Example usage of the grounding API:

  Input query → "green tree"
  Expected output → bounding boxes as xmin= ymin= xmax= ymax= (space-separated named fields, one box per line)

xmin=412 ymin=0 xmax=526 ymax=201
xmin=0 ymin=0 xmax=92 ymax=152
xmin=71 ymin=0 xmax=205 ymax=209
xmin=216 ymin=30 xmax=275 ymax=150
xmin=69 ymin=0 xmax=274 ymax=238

*-*-*

*WORK ITEM*: An exact, complete copy of the records is the expected answer.

*WRITTEN SOLUTION*:
Example usage of the grounding API:

  Input query → "green tree"
  Expected output → bounding boxes as xmin= ymin= xmax= ymax= (space-separated named fields, one box per line)

xmin=412 ymin=0 xmax=526 ymax=201
xmin=0 ymin=0 xmax=92 ymax=152
xmin=71 ymin=0 xmax=205 ymax=209
xmin=216 ymin=30 xmax=275 ymax=150
xmin=69 ymin=0 xmax=274 ymax=238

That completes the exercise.